## DOCUMENT EXCERPT
....

Re: KVM/ARM status and branches

[Date Prev][Date Next][Thread Prev][Thread Next][Date Index][Thread Index]

 



On 11/09/12 05:08, Christoffer Dall wrote:
> On Mon, Sep 10, 2012 at 4:59 PM, Alexander Graf <agraf@xxxxxxx> wrote:
>>
>>
>> On 10.09.2012, at 22:07, Christoffer Dall <c.dall@xxxxxxxxxxxxxxxxxxxxxx> wrote:
>>
>>> On Mon, Sep 10, 2012 at 4:04 PM, Marc Zyngier <marc.zyngier@xxxxxxx> wrote:
>>>> On Mon, 10 Sep 2012 10:32:04 -0400, Christoffer Dall
>>>> <c.dall@xxxxxxxxxxxxxxxxxxxxxx> wrote:
>>>>> On Mon, Sep 10, 2012 at 6:18 AM, Marc Zyngier <marc.zyngier@xxxxxxx>
>>>> wrote:
>>>>>> On 10/09/12 05:04, Christoffer Dall wrote:
>>>>>>> Hello,
>>>>>>>
>>>>>>> We have a new branch, which will never be rebased and should always be
>>>>>>> bisectable and mergable. It's kvm-arm-master and can be found here:
>>>>>>>
>>>>>>> git://github.com/virtualopensystems/linux-kvm-arm.git kvm-arm-master
>>>>>>>
>>>>>>> (or pointy-clicky web interface:)
>>>>>>> https://github.com/virtualopensystems/linux-kvm-arm
>>>>>>>
>>>>>>> This branch merges 3.6-rc5
>>>>>>>
>>>>>>> The branch also merges all Marc Zyngier's timer, vgic and hyp-mode
>>>>>>> boot branches.
>>>>>>>
>>>>>>> It is also merged with the IRQ injection API changes (touched
>>>>>>> KVM_IRQ_LINE) as there hasn't been any other comments on this. This
>>>>>>> requires qemu patches, which can be found here:
>>>>>>>
>>>>>>> git://github.com/virtualopensystems/qemu.git kvm-arm-irq-api
>>>>>>>
>>>>>>> (or pointy-clicky web interface:)
>>>>>>> https://github.com/virtualopensystems/qemu
>>>>>>>
>>>>>>> Two things are outstanding on my end before I attempt an initial
>>>>>>> upstream;
>>>>>>> 1. We have a bug when we start swapping in the host, the guest kernel
>>>>>>> dies with "BUG: Bad page state..." and all sort of bad things follow.
>>>>>>> If we really stress the host on memory pressure it seems that host can
>>>>>>> also crash, or at least become completely unresponsive. The same test
>>>>>>> on a KVM kernel without any VMs does not cause this BUG.
>>>>>>
>>>>>> Is that the one you're seeing?
>>>>>>
>>>>>> [  312.189234] ------------[ cut here ]------------
>>>>>> [  312.203056] kernel BUG at arch/arm/kvm/mmu.c:382!

....

## EXTRACTED DATA
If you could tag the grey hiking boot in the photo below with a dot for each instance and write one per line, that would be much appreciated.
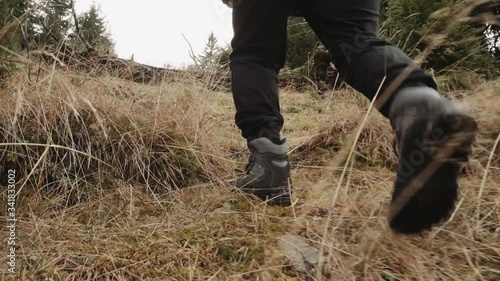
(434, 136)
(268, 172)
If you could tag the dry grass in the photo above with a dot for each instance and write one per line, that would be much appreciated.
(129, 183)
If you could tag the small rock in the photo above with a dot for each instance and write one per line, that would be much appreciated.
(302, 256)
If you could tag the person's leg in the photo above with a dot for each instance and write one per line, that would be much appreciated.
(259, 48)
(433, 134)
(349, 29)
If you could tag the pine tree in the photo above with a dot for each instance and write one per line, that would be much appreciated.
(211, 53)
(300, 43)
(91, 29)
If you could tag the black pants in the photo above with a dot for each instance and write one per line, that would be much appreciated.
(349, 29)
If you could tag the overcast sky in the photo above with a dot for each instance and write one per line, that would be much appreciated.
(152, 30)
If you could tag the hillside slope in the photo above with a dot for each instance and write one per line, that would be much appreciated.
(129, 182)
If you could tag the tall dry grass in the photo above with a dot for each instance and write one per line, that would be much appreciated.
(122, 181)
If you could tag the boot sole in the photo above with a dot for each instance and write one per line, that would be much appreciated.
(277, 196)
(428, 196)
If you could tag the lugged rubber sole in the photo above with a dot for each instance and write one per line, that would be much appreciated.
(426, 187)
(277, 196)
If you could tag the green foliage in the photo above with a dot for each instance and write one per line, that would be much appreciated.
(300, 43)
(92, 31)
(50, 23)
(412, 24)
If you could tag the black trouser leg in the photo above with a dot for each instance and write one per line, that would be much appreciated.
(259, 47)
(349, 29)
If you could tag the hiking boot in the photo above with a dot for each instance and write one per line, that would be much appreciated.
(434, 136)
(268, 172)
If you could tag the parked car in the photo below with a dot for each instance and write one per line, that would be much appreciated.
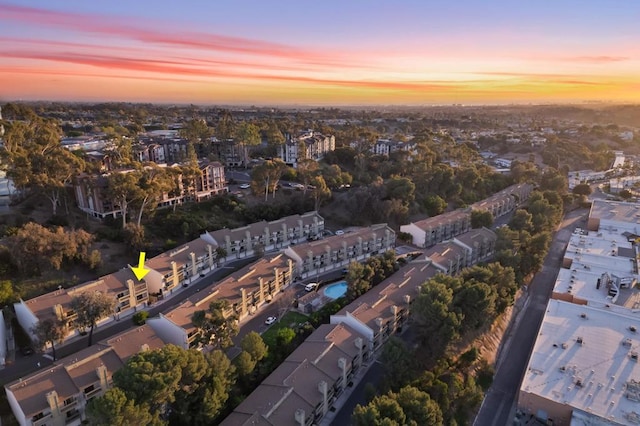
(26, 350)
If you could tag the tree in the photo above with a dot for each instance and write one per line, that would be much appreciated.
(90, 307)
(582, 189)
(248, 134)
(217, 325)
(123, 189)
(253, 344)
(221, 253)
(480, 218)
(435, 322)
(307, 170)
(36, 160)
(398, 361)
(418, 407)
(358, 280)
(7, 294)
(245, 364)
(115, 409)
(401, 188)
(320, 191)
(198, 133)
(50, 331)
(284, 337)
(382, 411)
(153, 182)
(625, 194)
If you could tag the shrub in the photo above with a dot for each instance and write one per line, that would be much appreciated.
(140, 317)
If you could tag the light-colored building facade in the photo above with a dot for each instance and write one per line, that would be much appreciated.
(308, 145)
(267, 236)
(302, 390)
(436, 229)
(387, 146)
(584, 368)
(295, 393)
(246, 292)
(91, 190)
(58, 394)
(128, 292)
(335, 252)
(431, 231)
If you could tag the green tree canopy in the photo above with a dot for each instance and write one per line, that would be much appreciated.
(115, 409)
(91, 307)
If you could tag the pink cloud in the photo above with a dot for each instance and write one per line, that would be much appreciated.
(184, 39)
(179, 68)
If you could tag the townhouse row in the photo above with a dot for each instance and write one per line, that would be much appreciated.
(305, 387)
(436, 229)
(58, 395)
(170, 270)
(583, 367)
(55, 396)
(91, 190)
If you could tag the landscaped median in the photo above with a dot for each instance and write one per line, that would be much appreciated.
(291, 320)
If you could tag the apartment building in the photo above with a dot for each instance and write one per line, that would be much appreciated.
(479, 244)
(267, 236)
(58, 395)
(308, 145)
(91, 190)
(331, 253)
(387, 146)
(128, 292)
(384, 310)
(505, 201)
(615, 216)
(179, 266)
(433, 230)
(583, 368)
(302, 390)
(246, 292)
(436, 229)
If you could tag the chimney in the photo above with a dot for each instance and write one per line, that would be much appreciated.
(261, 283)
(379, 322)
(194, 267)
(342, 363)
(323, 388)
(301, 417)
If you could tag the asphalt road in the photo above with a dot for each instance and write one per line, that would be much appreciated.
(498, 407)
(24, 365)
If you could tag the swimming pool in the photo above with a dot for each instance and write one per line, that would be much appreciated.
(336, 290)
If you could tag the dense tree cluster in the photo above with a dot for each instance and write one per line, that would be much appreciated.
(34, 248)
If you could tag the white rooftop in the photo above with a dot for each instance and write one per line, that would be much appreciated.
(593, 255)
(595, 376)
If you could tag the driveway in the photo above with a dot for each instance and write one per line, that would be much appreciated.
(498, 407)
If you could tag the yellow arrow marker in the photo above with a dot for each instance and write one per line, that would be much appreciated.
(140, 270)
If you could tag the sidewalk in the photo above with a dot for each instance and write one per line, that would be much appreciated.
(327, 420)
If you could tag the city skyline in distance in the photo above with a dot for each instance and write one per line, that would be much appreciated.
(324, 53)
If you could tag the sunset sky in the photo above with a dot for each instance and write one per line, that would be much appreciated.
(330, 52)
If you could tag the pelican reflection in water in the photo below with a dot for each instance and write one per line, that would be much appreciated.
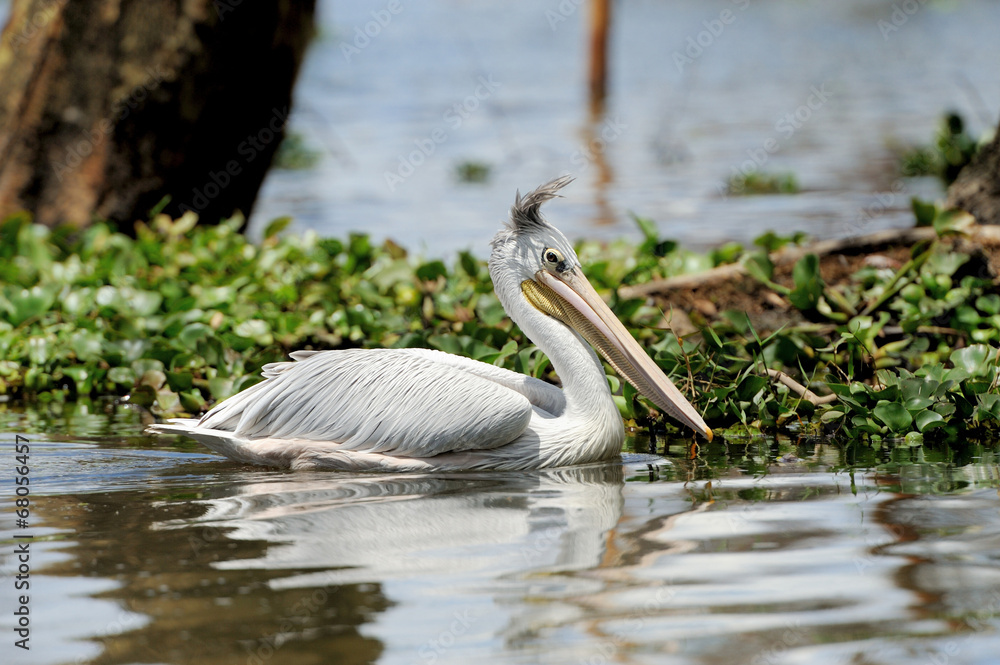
(421, 410)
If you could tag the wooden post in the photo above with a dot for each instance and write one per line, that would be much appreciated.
(600, 21)
(107, 106)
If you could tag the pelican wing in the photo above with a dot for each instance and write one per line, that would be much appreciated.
(396, 401)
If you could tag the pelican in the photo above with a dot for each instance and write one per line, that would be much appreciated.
(425, 410)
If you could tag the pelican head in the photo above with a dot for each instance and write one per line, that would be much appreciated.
(535, 269)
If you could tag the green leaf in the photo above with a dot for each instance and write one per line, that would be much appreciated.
(808, 283)
(893, 415)
(972, 359)
(276, 226)
(923, 211)
(430, 271)
(759, 266)
(927, 420)
(750, 386)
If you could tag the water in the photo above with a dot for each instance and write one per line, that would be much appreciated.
(154, 550)
(675, 133)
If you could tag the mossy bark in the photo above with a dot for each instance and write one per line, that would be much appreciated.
(107, 106)
(977, 188)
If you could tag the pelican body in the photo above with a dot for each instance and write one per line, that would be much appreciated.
(422, 410)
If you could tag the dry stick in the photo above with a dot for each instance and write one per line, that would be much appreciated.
(802, 391)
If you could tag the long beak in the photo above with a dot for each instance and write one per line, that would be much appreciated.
(570, 298)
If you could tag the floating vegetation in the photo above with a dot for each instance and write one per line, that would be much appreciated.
(295, 154)
(953, 148)
(473, 172)
(746, 184)
(183, 315)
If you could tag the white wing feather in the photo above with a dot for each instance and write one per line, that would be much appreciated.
(402, 402)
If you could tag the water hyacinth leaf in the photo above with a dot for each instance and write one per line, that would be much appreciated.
(988, 407)
(21, 305)
(988, 304)
(431, 271)
(153, 378)
(927, 420)
(193, 333)
(142, 396)
(750, 386)
(191, 401)
(256, 329)
(122, 376)
(179, 381)
(167, 403)
(808, 283)
(82, 378)
(893, 415)
(972, 359)
(276, 226)
(446, 343)
(759, 266)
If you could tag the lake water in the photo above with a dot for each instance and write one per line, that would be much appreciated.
(828, 91)
(755, 552)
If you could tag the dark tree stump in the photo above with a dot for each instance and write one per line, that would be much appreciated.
(977, 187)
(107, 106)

....

## REQUIRED WORK
1) According to the KVM/ARM thread, which release does the kvm-arm-master branch merge?
2) Rewrite the paragraph of the KVM/ARM thread beginning "It is also merged with the IRQ injection API changes" in a shorter form, keeping its main facts.
3) Continue the KVM/ARM thread from its last line.
The records have no role in this exercise.

## ANSWERS TO THE EXERCISES
1) It merges 3.6-rc5.

2) The branch includes the IRQ injection API changes, which touch KVM_IRQ_LINE, because no other comments on them have come in. These changes require qemu patches.

3)
>>>>>> [  312.217134] Internal error: Oops - BUG: 0 [#1] PREEMPT SMP THUMB2
>>>>>> [  312.235376] Modules linked in:
>>>>>> [  312.244515] CPU: 0    Not tainted  (3.6.0-rc3+ #40)
>>>>>> [  312.259118] PC is at stage2_clear_pte+0x128/0x134
>>>>>> [  312.273193] LR is at kvm_unmap_hva+0x97/0xa0
>>>>>> [  312.285967] pc : [<c001e10c>]    lr : [<c001ee0f>]    psr: 60000133
>>>>>> [  312.285967] sp : caa25998  ip : df97a028  fp : 00800000
>>>>>> [  312.320355] r10: 873b5b5f  r9 : c8654000  r8 : 01c55000
>>>>>> [  312.335990] r7 : 00000000  r6 : df249c00  r5 : c688fb80  r4 :
>>>> df249ccc
>>>>>> [  312.355532] r3 : 00000000  r2 : 2e001000  r1 : 00000000  r0 :
>>>> 00000000
>>>>>> [  312.375076] Flags: nZCv  IRQs on  FIQs on  Mode SVC_32  ISA Thumb
>>>>>> Segment user
>>>>>> [  312.396962] Control: 70c5387d  Table: 8a9bbb00  DAC: fffffffd
>>>>>> [  312.414161] Process hackbench (pid: 7207, stack limit = 0xcaa242f8)
>>>>>>
>>>>>
>>>>> FYI, this is what I'm seeing in the guest in more details (this
>>>>> couldn't be the icache stuff could it?):
>>>>
>>>> [...]
>>>>
>>>> I do see similar things - and some others. It is really random.
>>>>
>>>> I tried nuking the icache without any success. I spent the whole day
>>>> adding flushes on every code paths, without making a real difference. And
>>>> the more I think of it, the more I'm convinced that this is caused by the
>>>> way we manipulate pages without telling the kernel what we're actually
>>>> doing.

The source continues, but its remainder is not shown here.